A python, though firmly high on the food chain due to its size (up to 30 feet long), sometimes doesn't eat for a year or more. The snake has a peculiar biological mechanism to compensate for its sometimes prolonged fasting periods. After a meal, the mass of a python’s heart doubles within a day, and the triglycerides in its bloodstream increase fifty-fold. Its metabolism and production of insulin and lipids skyrocket.
Then, the python’s organs shrink back to their original size without losing newly generated muscle mass. A well-muscled heart allows the python to survive until the next unforeseen feast.
Leslie Leinwand, a molecular biologist at the University of Colorado at Boulder, began investigating this adaptation in 2005, dubbing her research team the Python Project. Leinwand and her team are looking into the potential implications of mimicking the organ growth, or hypertrophy, of the python.
When she told her colleagues she was ordering a crate of baby Burmese pythons for her lab, they thought she’d lost her mind. But she is not the first scientist to call for investigation in an increasingly popular area of science called “extreme biology” for clues to human health.
Jared Diamond, famous evolutionary biologist and geographer, highlights the python's organ growth in a 1998 Nature magazine article. Leinwand's lab shares data—and pythons—with Diamond’s colleague (and co-author on the Nature article) Stephen M. Secor of the University of Alabama. The snakes are rumored to glide freely around Secor’s lab floor.

YOUR GOAL
According to the passage on python biology, by how much do the triglycerides in a python's bloodstream increase after a meal?

DATA SHOWN

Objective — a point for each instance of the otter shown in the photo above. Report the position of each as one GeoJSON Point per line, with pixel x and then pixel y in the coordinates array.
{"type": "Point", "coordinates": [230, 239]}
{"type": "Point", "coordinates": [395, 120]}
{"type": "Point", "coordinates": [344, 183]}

EXERCISE ANSWER
They increase fifty-fold.